[TASK BRIEF]:
Quote the stretch of the records below from the line containing "Where can you see the stacked" through the end of the records, both ends included.

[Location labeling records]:

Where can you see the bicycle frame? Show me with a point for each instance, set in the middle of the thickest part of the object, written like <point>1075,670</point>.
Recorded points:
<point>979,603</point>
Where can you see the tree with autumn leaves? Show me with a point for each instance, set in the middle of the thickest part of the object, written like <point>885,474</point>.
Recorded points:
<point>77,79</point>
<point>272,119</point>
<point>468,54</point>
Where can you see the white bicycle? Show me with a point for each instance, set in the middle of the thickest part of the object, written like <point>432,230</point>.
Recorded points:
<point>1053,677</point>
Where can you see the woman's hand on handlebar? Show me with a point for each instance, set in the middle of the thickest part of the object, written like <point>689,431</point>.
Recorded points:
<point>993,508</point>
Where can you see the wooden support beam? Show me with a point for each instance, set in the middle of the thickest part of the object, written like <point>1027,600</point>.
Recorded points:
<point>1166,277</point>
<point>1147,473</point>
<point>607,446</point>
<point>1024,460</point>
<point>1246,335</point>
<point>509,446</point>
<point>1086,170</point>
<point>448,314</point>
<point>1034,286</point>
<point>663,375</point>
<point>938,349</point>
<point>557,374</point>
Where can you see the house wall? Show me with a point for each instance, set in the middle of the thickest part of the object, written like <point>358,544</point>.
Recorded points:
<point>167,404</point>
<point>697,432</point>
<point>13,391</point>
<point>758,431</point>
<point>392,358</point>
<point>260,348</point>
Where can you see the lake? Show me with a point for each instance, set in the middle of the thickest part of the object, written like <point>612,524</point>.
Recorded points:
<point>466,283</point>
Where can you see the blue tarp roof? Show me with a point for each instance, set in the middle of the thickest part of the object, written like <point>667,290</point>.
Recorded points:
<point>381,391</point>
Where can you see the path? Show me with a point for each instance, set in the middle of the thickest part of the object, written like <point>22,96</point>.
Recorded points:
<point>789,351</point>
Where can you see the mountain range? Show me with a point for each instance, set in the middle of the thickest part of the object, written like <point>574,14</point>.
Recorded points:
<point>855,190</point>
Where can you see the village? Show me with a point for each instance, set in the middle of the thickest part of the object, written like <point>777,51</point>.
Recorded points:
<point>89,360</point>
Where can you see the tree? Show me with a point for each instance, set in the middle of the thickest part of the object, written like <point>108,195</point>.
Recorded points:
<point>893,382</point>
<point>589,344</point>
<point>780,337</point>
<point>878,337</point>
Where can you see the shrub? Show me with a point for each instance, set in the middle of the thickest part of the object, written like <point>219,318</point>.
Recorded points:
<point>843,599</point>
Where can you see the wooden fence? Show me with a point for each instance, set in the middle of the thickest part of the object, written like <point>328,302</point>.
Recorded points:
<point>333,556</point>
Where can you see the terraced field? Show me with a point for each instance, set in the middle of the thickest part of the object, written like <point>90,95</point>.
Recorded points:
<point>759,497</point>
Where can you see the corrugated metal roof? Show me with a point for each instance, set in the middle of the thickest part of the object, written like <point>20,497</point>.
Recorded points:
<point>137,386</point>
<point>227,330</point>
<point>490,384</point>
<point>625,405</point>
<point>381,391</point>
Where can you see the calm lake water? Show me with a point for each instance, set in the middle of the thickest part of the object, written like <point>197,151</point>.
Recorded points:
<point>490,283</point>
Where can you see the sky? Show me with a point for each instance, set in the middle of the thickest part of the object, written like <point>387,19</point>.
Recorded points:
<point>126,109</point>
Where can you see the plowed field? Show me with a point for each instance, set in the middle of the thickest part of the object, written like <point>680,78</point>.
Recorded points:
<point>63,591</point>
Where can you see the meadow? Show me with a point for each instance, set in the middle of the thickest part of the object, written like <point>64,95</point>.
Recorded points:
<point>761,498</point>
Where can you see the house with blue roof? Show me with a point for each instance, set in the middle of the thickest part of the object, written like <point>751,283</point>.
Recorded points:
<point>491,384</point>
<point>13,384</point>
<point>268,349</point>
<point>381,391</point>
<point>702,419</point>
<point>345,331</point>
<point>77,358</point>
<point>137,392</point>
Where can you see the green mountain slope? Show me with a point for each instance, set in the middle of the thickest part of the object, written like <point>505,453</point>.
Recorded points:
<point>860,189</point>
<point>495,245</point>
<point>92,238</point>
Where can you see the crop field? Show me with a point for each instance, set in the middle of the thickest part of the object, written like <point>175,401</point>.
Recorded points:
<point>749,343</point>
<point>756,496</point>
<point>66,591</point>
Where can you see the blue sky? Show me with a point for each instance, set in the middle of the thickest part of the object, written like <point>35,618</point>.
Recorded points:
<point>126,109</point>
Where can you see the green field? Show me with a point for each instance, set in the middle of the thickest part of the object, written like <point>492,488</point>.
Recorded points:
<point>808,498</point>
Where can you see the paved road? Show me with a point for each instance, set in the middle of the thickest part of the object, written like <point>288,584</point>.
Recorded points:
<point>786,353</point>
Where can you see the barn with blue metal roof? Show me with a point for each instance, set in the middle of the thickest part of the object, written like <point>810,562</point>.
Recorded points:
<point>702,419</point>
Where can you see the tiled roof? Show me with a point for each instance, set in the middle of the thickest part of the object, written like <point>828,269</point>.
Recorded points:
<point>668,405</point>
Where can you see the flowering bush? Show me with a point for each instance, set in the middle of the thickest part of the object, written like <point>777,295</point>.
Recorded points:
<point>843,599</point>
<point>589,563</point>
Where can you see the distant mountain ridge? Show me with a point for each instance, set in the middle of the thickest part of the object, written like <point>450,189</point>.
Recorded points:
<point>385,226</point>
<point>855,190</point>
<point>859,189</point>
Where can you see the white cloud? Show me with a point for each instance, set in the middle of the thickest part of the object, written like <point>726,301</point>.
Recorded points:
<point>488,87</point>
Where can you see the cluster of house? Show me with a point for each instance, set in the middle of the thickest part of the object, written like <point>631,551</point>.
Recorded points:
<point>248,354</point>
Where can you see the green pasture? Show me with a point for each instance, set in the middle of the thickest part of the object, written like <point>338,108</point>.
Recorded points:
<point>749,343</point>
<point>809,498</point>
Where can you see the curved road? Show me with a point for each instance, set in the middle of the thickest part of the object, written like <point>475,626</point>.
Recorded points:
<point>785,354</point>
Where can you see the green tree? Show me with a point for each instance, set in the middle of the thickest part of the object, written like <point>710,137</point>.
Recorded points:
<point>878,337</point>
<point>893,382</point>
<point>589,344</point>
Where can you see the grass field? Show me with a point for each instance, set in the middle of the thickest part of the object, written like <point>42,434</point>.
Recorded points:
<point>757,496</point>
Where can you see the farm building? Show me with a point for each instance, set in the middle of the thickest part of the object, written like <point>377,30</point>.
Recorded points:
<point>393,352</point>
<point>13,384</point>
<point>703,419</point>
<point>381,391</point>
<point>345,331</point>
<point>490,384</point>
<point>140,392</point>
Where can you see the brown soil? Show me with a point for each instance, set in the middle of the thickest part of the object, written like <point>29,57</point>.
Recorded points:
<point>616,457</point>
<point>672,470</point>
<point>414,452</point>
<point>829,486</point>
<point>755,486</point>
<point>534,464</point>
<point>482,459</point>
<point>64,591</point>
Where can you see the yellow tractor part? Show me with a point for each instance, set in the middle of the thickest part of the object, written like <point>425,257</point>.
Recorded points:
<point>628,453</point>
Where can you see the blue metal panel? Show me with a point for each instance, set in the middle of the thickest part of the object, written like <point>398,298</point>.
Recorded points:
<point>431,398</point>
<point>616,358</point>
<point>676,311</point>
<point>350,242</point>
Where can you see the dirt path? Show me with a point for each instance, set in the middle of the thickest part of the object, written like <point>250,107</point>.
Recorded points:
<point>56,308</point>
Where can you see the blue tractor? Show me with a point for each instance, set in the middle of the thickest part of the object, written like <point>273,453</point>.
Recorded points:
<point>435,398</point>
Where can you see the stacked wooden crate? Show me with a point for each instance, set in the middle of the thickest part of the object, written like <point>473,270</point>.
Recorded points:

[RESULT]:
Where can you see the stacked wooden crate? Show me with a point for each instance, set in the middle of the thickest part of the object, written like <point>473,270</point>.
Recorded points:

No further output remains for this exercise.